Cette attention portée aux échos et aux mouvements du matériau musical est d’autant plus appropriée que les quatre ballades sont pensées dans une profonde cyclicité. Les tonalités se répondent,
- du ré
- (mineur pour la première,
- majeur pour la deuxième) au
- si
- (mineur pour la troisième, donc faisant écho aux deux dièses de la deuxième,
- majeur pour la quatrième).
De même, les indications de tempo sont significatives, même si, on l’a vu, elles sont relatives car bousculées dans chaque ballade : on trouve
- deux Andante,
- un Allegro marqué « Intermezzo », et
- une synthèse pour la dernière ballade, à nouveau Andante mais, cette fois, « con motto ».
L’écoute de la troisième ballade sera donc l’objet curieux de notre prochaine notule.
3.
Troisième ballade en si mineur
Après une première ballade profonde, une deuxième synthétique, voici la troisième des quatre œuvres composant l’opus 10 de Johannes Brahms, à la fois ballade et « intermezzo ». Plus brève pièce du quatuor, elle précède la plus longue – de loin : 3’30 contre 10′. Dans le précédent épisode, nous avons montré comment, par le jeu
- des tonalités,
- des modes et
- des tempi,
le compositeur a organisé ces quatre pièces en un tout cohérent, et comment, par son interprétation, Irakly Avaliani semblait en avoir tenu compte – même si nous en avons fractionné le compte-rendu pour éviter d’infliger de trop longues notules aux curieux qui nous font l’amitié de feuilleter cet espace. La troisième ballade en si mineur et 6/8 (donc à la fois ternaire et binaire puisqu’elle peut contenir deux groupes de doubles croches par mesure) est ouvertement allegro, ce que les précédentes n’étaient que par interstices. D’emblée, le pianiste travaille le contraste et la complémentarité entre
- tonicité,
- accent et
- rythme.

* [Entrées d'une collection]:
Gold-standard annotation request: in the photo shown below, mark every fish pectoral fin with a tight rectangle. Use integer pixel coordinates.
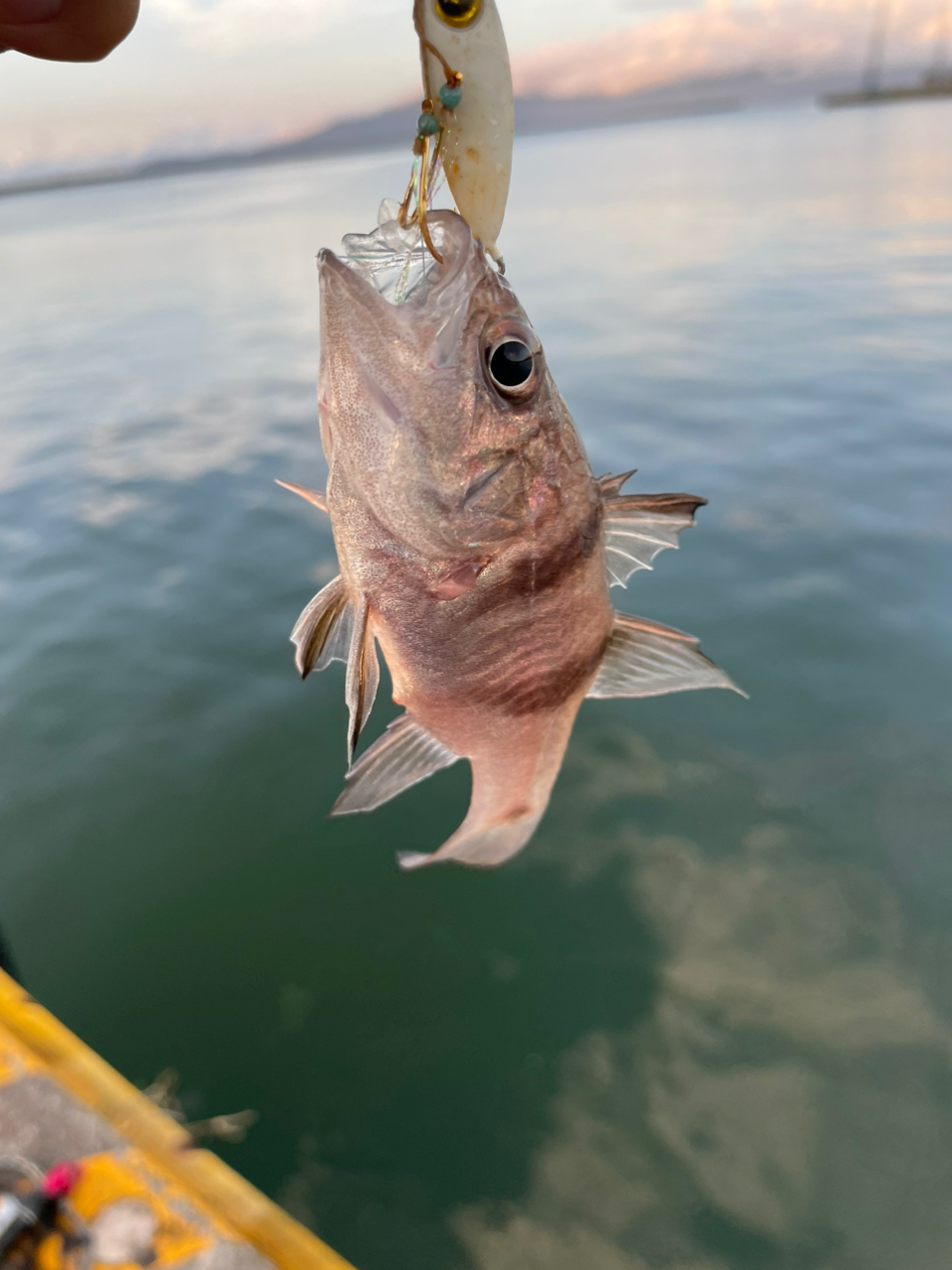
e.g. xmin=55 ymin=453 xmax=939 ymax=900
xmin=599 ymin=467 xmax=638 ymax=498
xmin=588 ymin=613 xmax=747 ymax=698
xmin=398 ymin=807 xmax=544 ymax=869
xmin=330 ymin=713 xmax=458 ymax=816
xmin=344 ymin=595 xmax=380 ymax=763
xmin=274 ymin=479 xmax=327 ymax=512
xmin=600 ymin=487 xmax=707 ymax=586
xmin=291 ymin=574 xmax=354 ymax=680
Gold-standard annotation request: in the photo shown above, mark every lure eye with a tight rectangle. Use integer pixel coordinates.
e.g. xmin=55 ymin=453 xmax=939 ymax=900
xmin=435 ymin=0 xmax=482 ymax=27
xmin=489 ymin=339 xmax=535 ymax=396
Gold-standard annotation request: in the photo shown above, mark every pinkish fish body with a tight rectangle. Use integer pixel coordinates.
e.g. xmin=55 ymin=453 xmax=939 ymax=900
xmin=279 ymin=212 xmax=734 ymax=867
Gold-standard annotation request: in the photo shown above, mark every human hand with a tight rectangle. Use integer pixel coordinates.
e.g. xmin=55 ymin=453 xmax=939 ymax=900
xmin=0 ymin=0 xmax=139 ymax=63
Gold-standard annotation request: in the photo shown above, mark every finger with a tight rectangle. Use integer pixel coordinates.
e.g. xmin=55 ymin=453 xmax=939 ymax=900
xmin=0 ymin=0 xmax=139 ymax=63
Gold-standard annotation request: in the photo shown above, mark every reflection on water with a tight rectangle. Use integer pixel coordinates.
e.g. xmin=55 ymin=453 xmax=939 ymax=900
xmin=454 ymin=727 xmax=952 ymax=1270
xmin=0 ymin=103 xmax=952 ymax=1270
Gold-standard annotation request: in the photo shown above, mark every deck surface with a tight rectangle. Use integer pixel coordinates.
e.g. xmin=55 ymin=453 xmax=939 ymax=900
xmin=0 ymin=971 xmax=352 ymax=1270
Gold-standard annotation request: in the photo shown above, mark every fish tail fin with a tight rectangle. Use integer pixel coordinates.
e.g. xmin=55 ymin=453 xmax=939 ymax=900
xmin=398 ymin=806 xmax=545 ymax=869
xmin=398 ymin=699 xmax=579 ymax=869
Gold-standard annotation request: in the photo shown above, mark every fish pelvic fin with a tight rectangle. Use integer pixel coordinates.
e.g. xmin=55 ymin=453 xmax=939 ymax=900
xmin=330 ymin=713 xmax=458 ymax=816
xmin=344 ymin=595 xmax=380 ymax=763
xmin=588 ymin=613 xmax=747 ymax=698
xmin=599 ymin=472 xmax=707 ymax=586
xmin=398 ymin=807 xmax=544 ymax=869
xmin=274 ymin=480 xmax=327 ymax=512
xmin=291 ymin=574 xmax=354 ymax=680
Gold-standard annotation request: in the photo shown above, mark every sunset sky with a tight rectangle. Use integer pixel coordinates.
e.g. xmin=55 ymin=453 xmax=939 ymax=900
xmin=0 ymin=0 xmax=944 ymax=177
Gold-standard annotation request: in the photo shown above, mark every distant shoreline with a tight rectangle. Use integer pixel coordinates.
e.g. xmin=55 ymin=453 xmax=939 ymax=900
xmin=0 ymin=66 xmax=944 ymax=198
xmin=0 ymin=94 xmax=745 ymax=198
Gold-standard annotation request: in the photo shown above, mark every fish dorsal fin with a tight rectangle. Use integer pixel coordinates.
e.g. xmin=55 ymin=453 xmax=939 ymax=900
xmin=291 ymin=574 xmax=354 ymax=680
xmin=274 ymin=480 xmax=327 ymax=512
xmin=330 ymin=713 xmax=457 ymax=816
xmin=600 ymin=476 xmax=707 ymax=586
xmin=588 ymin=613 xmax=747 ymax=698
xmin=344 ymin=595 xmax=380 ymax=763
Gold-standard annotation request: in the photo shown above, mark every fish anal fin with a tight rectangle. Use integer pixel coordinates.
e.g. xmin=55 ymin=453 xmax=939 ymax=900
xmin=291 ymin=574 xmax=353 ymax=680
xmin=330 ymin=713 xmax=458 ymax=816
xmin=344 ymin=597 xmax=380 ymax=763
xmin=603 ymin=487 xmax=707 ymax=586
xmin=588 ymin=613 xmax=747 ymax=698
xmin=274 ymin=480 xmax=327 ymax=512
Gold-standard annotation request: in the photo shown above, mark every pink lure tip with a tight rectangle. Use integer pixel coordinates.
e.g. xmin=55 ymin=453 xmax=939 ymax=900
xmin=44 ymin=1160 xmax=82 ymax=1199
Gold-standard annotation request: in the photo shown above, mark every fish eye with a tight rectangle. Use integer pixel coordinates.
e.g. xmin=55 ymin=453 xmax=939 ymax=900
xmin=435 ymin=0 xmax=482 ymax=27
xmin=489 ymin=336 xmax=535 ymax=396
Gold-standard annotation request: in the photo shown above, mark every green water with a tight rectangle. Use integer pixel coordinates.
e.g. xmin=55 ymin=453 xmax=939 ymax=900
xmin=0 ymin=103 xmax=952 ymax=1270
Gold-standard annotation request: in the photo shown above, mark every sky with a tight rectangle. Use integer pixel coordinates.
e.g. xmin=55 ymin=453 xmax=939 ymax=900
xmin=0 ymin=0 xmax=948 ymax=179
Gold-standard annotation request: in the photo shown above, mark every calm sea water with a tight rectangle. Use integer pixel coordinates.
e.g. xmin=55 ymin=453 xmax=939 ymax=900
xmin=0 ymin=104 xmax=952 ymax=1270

* [TÂCHES À RÉALISER]:
**a.** D'après le texte sur les ballades de Brahms, entre quoi le pianiste travaille-t-il d'emblée le contraste et la complémentarité dans la troisième ballade ? Nommez tout.
**b.** Selon le texte sur les ballades de Brahms, combien de temps dure la troisième ballade ?
**c.** Poursuivez le texte sur les ballades de Brahms à partir du point où il s'arrête.

* [RÉPONSES PAR TÂCHE]:
**a.** La tonicité, l'accent et le rythme.

**b.** 3’30.

**c.**
La tonicité, c’est la capacité de rebondir à partir d’un appui. L’accent, c’est l’effet qui oriente l’écoute soit vers le temps, soit vers le contretemps. Le rythme, c’est la régularité dont le respect permet
- de faire sourdre un balancement (notamment en ternaire),
- d’assurer la dynamique (notamment en binaire) et
- de laisser émerger le groove,
ce dernier étant entendu comme la capacité du musicien à irriguer la régularité de la partition avec une irrégularité intrinsèque, suscitée grâce aux effets d’attente, à la tonicité et aux accents. Tout se tient ! Ceci est certes inscrit dans la composition elle-même, mais il incombe à l’interprète d’en rendre la magie grâce à son art du toucher.
Or, sous les doigts d’Irakly Avaliani, les marteaux deviennent des pois mexicains : ça jaillit, ça pivote, ça cavalcade et s’engouffre sous le buffet du salon avant de réapparaître quand on pensait, presque soulagé, l’affaire emmaillotée dans la poussière sale et collante du temps qui passe. Une telle énergie traduit le travail brahmsien consistant, dans ce premier segment, à associer
- ascensions légères,
- fusées descendantes parallèles et
- débordements de la mesure
- (octaves accentuées sur la deuxième croche,
- séries de deux croches répétées de part et d’autre de la barre,
- appui grave sur le dernier temps de la mesure).
Surtout, le compositeur mêle les astuces
- de l’itération qui permet à l’auditeur de se reconnaître (répétition
- des motifs clairement identifiables,
- des enchaînements entre les sections et
- du texte, grâce à la reprise) avec
- celles du mystère
- (fragmentation du propos,
- suspension du développement,
- absence de ligne uniformisante).
Signe que quelque chose de pas net se trame,
- la tonalité de Si se substitue à celle de si mineur,
- le rythme balancé se clarifie nettement et
- le propos se concentre dans l’aigu et le médium.
Le retour de l’ultra grave prépare
- d’abord le rappel du premier segment en si mineur,
- ensuite sa submersion par le mode majeur (cela constituera un pont avec la dernière ballade puisque la tonalité de Si majeur caractérisera le quatrième numéro de l’opus), et
- enfin le dernier mot laissé au mystère (tenues double pianissimo, discours épuré, insaisissabilité de l’appogiature finale qui contraste avec la durée des accords).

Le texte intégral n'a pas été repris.